(Data records)

+ + + + + + +

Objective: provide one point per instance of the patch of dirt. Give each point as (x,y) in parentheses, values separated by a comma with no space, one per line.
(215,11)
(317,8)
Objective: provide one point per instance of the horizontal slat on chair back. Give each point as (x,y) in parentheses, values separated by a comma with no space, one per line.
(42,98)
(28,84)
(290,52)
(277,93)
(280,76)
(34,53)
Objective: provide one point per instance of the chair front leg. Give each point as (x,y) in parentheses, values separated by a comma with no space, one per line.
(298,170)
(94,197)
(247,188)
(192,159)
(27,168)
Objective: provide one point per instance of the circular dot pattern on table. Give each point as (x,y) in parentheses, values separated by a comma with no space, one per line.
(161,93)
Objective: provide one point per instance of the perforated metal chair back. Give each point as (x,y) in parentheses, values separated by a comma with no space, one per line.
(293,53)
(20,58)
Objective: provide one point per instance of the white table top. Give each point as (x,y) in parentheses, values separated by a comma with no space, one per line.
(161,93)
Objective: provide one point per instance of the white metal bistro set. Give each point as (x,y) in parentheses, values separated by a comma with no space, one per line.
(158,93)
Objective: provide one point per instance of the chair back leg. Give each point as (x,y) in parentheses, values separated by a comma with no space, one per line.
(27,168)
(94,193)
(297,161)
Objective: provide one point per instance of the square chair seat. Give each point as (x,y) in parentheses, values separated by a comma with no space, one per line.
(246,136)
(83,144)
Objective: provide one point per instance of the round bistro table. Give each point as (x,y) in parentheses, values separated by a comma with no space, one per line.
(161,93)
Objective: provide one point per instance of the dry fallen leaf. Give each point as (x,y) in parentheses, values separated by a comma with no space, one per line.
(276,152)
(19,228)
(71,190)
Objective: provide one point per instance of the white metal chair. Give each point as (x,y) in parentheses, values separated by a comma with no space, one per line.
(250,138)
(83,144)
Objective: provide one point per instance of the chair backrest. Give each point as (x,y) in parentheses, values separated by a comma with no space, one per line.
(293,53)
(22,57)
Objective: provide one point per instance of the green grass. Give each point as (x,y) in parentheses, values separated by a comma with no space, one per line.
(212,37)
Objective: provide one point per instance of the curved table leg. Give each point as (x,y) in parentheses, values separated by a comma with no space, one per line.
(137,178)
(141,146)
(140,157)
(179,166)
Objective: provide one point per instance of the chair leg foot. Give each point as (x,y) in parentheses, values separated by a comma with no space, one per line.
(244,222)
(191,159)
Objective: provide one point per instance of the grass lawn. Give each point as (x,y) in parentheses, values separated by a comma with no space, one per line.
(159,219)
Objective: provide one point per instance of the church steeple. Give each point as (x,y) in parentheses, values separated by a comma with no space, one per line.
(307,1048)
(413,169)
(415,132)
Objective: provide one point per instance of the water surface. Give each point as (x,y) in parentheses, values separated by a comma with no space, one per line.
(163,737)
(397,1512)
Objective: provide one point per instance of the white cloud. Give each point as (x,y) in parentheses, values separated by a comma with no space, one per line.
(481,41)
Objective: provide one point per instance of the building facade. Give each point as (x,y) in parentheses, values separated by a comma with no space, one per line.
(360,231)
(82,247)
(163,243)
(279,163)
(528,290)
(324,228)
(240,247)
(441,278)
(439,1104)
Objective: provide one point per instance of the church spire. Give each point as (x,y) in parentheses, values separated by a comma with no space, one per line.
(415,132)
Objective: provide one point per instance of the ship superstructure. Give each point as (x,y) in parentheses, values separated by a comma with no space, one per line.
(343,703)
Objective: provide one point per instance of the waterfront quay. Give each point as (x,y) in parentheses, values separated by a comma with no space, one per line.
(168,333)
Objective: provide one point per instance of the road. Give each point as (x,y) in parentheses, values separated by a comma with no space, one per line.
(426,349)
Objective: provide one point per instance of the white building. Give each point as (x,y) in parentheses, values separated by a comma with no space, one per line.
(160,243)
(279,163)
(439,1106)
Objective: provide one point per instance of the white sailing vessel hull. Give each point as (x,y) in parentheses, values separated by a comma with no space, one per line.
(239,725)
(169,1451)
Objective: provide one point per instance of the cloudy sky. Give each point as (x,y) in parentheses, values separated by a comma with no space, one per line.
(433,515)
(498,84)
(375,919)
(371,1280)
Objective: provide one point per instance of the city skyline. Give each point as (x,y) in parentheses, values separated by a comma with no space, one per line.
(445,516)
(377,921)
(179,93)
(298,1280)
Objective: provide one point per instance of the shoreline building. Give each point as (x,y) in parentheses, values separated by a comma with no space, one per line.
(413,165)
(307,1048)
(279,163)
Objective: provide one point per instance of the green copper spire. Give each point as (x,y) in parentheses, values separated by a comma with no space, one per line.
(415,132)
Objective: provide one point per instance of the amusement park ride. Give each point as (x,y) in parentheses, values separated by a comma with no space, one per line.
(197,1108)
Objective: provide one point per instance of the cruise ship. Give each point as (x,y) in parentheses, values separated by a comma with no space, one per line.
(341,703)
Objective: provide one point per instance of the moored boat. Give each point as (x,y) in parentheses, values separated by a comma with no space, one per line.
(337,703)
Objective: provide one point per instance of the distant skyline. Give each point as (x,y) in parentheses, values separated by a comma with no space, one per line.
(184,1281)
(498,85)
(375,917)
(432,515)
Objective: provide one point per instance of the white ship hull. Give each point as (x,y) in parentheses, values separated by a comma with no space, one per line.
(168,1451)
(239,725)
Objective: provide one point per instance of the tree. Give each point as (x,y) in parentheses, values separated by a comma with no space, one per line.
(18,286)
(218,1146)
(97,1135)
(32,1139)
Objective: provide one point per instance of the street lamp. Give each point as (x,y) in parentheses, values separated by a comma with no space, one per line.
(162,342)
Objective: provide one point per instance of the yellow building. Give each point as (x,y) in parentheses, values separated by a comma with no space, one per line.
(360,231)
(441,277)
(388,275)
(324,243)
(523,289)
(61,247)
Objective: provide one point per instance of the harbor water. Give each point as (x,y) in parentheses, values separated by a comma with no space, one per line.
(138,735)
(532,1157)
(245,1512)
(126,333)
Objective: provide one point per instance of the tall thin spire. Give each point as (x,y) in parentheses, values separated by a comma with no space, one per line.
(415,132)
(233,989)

+ + + + + + +

> GOAL OF THE EXERCISE
Reproduce the records above in full, without altering a single character.

> TASK RESPONSE
Objective: provide one point per instance of the patch of dirt. Give each point as (x,y) in parentheses, values separated by a comma with no space, one per line.
(215,11)
(317,8)
Objective: provide one point per instance of the horizontal slat on chair back. Give each point as (x,y) in parentheses, values separated by a comma with no space, one per line.
(42,98)
(28,84)
(290,52)
(277,93)
(280,76)
(34,53)
Objective: provide one point per instance of the chair front leg. Give each point as (x,y) in parentheses, values separated by a comma with no space, one per line.
(298,170)
(94,197)
(247,188)
(192,159)
(27,168)
Objective: provide one point per instance of the circular dot pattern on table. Give each point as (x,y) in parentheses, values separated by a comma with no space, one per line.
(161,93)
Objective: provide one point per instance of the perforated metal chair back. Give each point as (x,y) in parentheses, values separated by a comma with no space, one per line.
(293,53)
(20,58)
Objective: provide one point per instance of the white table top. Give each point as (x,y) in parentheses, values separated by a comma with no space, one per line.
(161,93)
Objective: provide one point per instance of the white metal bistro set. Give each point as (x,y) in parentheses, values separated by a comma with no space, one per line.
(158,93)
Objective: provide one point per instance of the chair back leg. Give each point as (x,y) in parentheses, values separated by a comma with no space, one per line.
(27,168)
(94,193)
(297,161)
Objective: provide one point per instance of the square chair seat. Give each point as (x,y) in parentheses, values separated by a comma with no space, one per line.
(246,136)
(83,144)
Objective: provide one point per instance of the round bistro table. Give each point as (x,y) in parentheses, values separated by a comma with no space, one per line.
(161,93)
Objective: provide one point per instance of the dry fallen leaf. Give each point as (x,y) in parentheses, values separated by a comma with no space, one per line.
(276,152)
(19,228)
(71,190)
Objective: provide one point per instance of the white metal chair. Give each point as (x,y) in parentheses, values separated by a comma with no space, one per line.
(250,138)
(83,144)
Objective: provide one point per instance of the chair backrest. Give each point as (x,y) in parentheses, values separated by a comma with no space, one per line.
(293,53)
(22,57)
Objective: provide one point per instance of the green grass. Give each point as (x,y) in parentheses, values separated by a comma with no space, one per line.
(212,37)
Objective: provide one point per instance of the curved table leg. Give each point as (x,y) in parentheses, values separated by a comma with no space, one per line.
(137,178)
(141,146)
(140,157)
(179,166)
Objective: provide one point per instance of the chair leg foot. Give each point as (x,y) in parentheses, values separated by a comma with no space, one per line.
(244,222)
(191,159)
Objective: provide one point per instance of the grass lawn. Give each point as (x,y) in parentheses, values separated by a comma with no space, one per line.
(159,219)
Objective: provide one point per instance of the church steeple. Give each point as (x,y) in parentheses, values separated by a comma with no space, one per line.
(307,1048)
(413,169)
(415,132)
Objective: provide one point per instance of the water surface. Give each point as (x,y) in parentheses, values separated by a comma with no space, one per line.
(163,737)
(397,1512)
Objective: provide one point per instance of the white cloud. Give each point as (x,y) in parentheses, values separated by a comma with no space, one per line.
(481,41)
Objective: provide one point per instance of the building facade. Give each point as (x,y) in parentheses, values separated by a comma with no space, one per line.
(360,231)
(82,247)
(163,243)
(279,163)
(528,290)
(324,228)
(240,247)
(441,278)
(439,1104)
Objective: provide one point per instance of the church spire. Give each point as (x,y) in parentheses, values separated by a comma with no space, one per line.
(415,132)
Objective: provide one point per instance of the ship superstructure. Give each point as (x,y) in parentheses, values separated by a comma with no space, one per line.
(343,703)
Objective: provide one point per instance of the waterfront quay. Give each point as (x,y) in parentheses, values separated by a comma with no space, one per line.
(168,333)
Objective: provide one point per instance of the road. Give each point as (x,y) in parentheses, values separated by a comma with no space, one per line.
(426,349)
Objective: provide one point per instance of the white building. Give each point as (x,y) in parentheses, values separated by a comma with no space, one per line.
(160,243)
(279,163)
(439,1106)
Objective: provide one point per instance of the white sailing vessel hull. Give each point as (x,y) in parentheses, values separated by a comma with no space, one per line.
(239,725)
(169,1451)
Objective: provide one point per instance of the cloudy sky. Give each point as (x,y) in parentheses, values separated by a comma with no space, one per line.
(433,515)
(498,84)
(375,919)
(371,1280)
Objective: provide one point per instance of the city skyline. Give each point as (x,y) in parentheses, values separated by a comma with no space, one per line.
(445,516)
(377,921)
(179,93)
(298,1280)
Objective: provide one point per instance of the shoreline building. Give each point as (x,y) in parentheses, values separated by a comma with no space, one per line.
(413,165)
(307,1048)
(279,163)
Objective: provide one point per instance of the green copper spire. Give each point as (x,y) in parentheses, values separated by a comma with no space, one per line.
(415,132)
Objective: provide one point per instance of the amusement park ride. Give each point as (x,y) in parentheses, values separated by a comma with no space, one per line.
(197,1108)
Objective: provide one point per instance of the cruise ship. Give each point as (x,y) in parentheses, values separated by a comma with no space, one per line.
(341,703)
Objective: provide one point per instance of the moored boat. Give each point as (x,y) in parentheses, values separated by a comma with no space, one per line.
(337,703)
Objective: provide one point per instance of the distant skyline. Give each point as (x,y) in parentheses, values separated by a comma with no space, one per line.
(184,1281)
(498,85)
(375,917)
(432,515)
Objective: provide one point per instance of the white ship hull. Give each point as (x,y) in parentheses, values separated by a comma with no space, one per line.
(168,1451)
(239,725)
Objective: provide one point per instance of the tree. Give each point as (x,y) in parentheses, values separated by a comma with no space, one per line.
(18,286)
(218,1146)
(97,1135)
(32,1139)
Objective: provide one point per instance of the street lamp. Give each point as (x,y) in parentheses, values separated by a comma with no space, one per line.
(162,342)
Objective: provide one point per instance of the yellow building. Give each point as (x,y) in parentheses, values separated by a comma with no space, one per line.
(360,231)
(441,277)
(388,275)
(324,243)
(523,289)
(61,247)
Objective: provide one point per instance of the harbor water. Give each point as (x,y) in parentheses, values separated by a comma with no space, one per line.
(138,735)
(532,1157)
(245,1512)
(126,333)
Objective: provide one point per instance of the tall thin spire. Give each point as (x,y) in parentheses, values separated by a comma with no space, one per line.
(415,132)
(233,989)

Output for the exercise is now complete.